[[ Input data open ]]
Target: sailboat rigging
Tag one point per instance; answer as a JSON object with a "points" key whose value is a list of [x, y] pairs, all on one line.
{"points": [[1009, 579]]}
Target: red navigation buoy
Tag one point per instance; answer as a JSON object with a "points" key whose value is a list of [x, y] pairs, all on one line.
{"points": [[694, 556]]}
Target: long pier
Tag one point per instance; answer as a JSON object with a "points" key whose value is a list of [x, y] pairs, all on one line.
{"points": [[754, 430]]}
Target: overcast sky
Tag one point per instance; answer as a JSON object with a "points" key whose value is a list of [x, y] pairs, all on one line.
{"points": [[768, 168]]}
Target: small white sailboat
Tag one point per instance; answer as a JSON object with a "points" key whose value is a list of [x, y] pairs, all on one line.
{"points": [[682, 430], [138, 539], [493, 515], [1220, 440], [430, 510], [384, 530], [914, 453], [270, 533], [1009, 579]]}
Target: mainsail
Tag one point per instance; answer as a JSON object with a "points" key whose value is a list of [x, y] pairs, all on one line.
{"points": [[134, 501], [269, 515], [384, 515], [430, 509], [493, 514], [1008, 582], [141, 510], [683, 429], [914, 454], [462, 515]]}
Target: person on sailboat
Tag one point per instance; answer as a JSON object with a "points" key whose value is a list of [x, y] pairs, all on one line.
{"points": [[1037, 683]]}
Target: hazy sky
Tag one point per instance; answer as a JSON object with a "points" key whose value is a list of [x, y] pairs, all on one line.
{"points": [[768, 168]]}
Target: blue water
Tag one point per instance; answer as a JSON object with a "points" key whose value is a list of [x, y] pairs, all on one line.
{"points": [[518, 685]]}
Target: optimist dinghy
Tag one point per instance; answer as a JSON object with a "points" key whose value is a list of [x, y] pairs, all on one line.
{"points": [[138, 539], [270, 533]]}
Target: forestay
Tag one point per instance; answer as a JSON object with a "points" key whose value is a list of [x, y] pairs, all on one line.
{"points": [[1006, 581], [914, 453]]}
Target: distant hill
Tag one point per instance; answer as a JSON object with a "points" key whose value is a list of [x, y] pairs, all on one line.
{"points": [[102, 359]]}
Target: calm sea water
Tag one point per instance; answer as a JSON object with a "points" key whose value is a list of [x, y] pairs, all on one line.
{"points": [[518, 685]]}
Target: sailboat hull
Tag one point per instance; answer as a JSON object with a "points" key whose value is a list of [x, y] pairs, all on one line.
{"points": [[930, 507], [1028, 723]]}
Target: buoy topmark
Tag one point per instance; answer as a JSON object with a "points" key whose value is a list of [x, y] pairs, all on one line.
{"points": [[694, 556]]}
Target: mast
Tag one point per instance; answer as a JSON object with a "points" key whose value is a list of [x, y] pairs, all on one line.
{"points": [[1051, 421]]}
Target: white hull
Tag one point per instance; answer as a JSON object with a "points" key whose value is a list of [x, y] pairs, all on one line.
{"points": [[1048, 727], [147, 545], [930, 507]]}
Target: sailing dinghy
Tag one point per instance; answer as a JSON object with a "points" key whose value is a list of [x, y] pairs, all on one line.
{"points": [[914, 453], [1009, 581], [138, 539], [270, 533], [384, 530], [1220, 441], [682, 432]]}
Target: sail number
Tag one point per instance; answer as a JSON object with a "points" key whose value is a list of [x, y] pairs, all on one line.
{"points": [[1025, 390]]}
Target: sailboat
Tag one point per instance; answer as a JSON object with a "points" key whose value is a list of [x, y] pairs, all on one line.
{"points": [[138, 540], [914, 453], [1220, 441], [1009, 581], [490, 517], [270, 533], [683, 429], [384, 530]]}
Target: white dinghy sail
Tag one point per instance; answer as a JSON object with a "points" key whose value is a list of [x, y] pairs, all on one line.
[[ Input data closed ]]
* [Task description] Every line that holds the word "buoy" should be copied from the records above.

* [The answer]
Target: red navigation buoy
Target: buoy topmark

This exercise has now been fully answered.